### PROMPT 1
Answer these questions about the commentary on Allard, using only what it states:
(a) How many men intervened to stop Turner and hold him at the scene?
(b) What did Allard's sons say when she first talked to them about enthusiastic consent?
(c) What did the sexually active friend reply when asked whether he got consent from his girlfriend?
### PROMPT 2
Summarize the commentary on Allard in two sentences.
### PROMPT 3
Write the next paragraph of the commentary on Allard, picking up right after its final sentence.

### PASSAGE

This passivity argument would work better if four men did not intervene to stop Turner and hold him at the scene until the police arrived. It would also work better if there were not dozens of men armed with guns standing outside of Turner’s home threatening to kill and rape him (in no particular order). It would work best if men’s collective response to this case had not been utter outrage.

Allard cannot argue that men and boys are “passive” when it comes to sexual violence against women and girls when we just witnessed the opposite reaction.

She is correct that boys and men are not going to call each other out on “slut-shaming” and “rape culture”. That is because the vast majority of them do not think the latter exists and they understand the former is wrong in certain contexts. In their circles, a girl who gets drunk and has sex with every male she can find is a “slut”. A girl who gets drunk and then someone takes advantage of her or rapes her is a “victim”.

Boys already know it is wrong to have sex with someone so drunk they cannot remember who they are. The ones who do those things simply do not care. That is not a reflection on other boys.

The same goes for consent. Boys already understand that if the girl does not say “no” she can still indicate her unwillingness non-verbally. Feminists, for reasons they cannot explain, seem to think this non-verbal communication should not count. They concoct the notion of “enthusiastic consent”, in which the male must repeatedly ask for consent at every stage of sexual activity. This logic does not apply to females. They do not have to ask for consent, nor do feminists suggest they should. Allard tried this logic on her sons, who proceeded to give the perfect response:

When I first talked to my sons about enthusiastic consent, they laughed at me. “No one is going to ask a girl before having sex with her,” they said. It’s too awkward and uncomfortable. Besides, they reassured me, you can tell whether a girl is consenting without having to ask her.

Out of the mouths of babes. Allard has a response to that:

But then one of my sons texted his sexually active friend to ask him whether he got consent from his girlfriend before they had sex. His friend quickly replied that he had to “encourage” her to do it a lot before she finally agreed.

### RAW DATA
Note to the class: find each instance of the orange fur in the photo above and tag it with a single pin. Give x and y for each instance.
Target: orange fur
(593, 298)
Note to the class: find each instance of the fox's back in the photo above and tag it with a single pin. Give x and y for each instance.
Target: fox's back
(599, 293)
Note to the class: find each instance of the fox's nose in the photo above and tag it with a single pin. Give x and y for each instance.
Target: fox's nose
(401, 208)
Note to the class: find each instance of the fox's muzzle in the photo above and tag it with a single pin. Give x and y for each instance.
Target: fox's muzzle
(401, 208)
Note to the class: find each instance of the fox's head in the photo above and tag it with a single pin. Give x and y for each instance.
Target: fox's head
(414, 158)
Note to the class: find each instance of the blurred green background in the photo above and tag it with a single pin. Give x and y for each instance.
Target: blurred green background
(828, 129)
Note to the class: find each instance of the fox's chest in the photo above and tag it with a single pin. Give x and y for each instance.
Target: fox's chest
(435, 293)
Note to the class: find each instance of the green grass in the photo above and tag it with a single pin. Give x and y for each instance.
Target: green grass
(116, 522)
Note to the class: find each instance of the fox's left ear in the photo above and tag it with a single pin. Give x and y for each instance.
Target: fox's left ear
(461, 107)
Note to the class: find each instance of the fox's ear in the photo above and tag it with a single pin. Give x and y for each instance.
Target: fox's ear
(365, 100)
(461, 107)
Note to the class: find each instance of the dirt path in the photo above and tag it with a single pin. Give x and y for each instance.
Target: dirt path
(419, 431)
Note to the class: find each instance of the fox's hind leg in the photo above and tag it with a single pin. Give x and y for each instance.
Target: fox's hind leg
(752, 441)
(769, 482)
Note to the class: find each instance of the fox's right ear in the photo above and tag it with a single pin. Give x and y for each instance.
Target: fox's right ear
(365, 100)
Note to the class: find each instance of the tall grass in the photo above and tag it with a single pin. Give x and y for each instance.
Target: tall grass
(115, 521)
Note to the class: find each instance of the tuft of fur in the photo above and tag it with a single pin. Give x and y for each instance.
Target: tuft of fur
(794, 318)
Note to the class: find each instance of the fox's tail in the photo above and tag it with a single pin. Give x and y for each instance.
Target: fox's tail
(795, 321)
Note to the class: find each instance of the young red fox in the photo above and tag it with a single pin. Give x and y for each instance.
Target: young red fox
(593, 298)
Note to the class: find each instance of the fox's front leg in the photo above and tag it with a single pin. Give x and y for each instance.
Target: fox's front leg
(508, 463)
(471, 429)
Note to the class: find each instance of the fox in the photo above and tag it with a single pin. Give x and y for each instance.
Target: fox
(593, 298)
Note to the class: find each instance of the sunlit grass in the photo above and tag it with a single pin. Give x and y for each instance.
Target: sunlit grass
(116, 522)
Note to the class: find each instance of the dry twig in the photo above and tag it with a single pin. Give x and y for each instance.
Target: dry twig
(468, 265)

### TASK RESPONSE 1
(a) Four men.
(b) They laughed at her and said, "No one is going to ask a girl before having sex with her." They added that it's too awkward and uncomfortable, and that you can tell whether a girl is consenting without asking her.
(c) He replied that he had to "encourage" her to do it a lot before she finally agreed.

### TASK RESPONSE 2
The commentary argues that Allard's claim that men and boys are passive about sexual violence against women and girls fails, since four men stopped Turner and men's collective response to the case was utter outrage. It contends that boys already understand consent, including non-verbal signs of unwillingness, and it rejects the feminist notion of "enthusiastic consent," pointing to Allard's own sons, who laughed at the idea.

### TASK RESPONSE 3
My son didn’t call out his friend. He didn’t remind him that lack of enthusiastic consent means there is no consent. He didn’t say a word to him about consent at all, other than to ask the initial question, and that inaction hung heavy in the room between us.

Except the friend got consent. He had to repeatedly ask for it, but he got it. Feminists will argue that the girl was “coerced”, yet there is no reason to assume that. By women’s own admission, at least 40% of the time they say “no” when they mean “yes”. It is possible that this girl behaved in the same manner.

But let us not interfere with Allard trashing her own sons:

My sons, who are good boys and who know all about consent, do not speak out about consent. Not when it’s uncomfortable. Not when it might jeopardize their social standing. My sons who hate hearing about their own privilege nestle inside it like a blanket and accuse me of making up its existence.

My sons are part of the problem.

And whose fault is that? Allard is there with her sons, shoving her ideology down their throats from the moment they could ejaculate. It is unlikely that they would care more about their social standing than the morals their mother taught them if those lessons were a positive influence.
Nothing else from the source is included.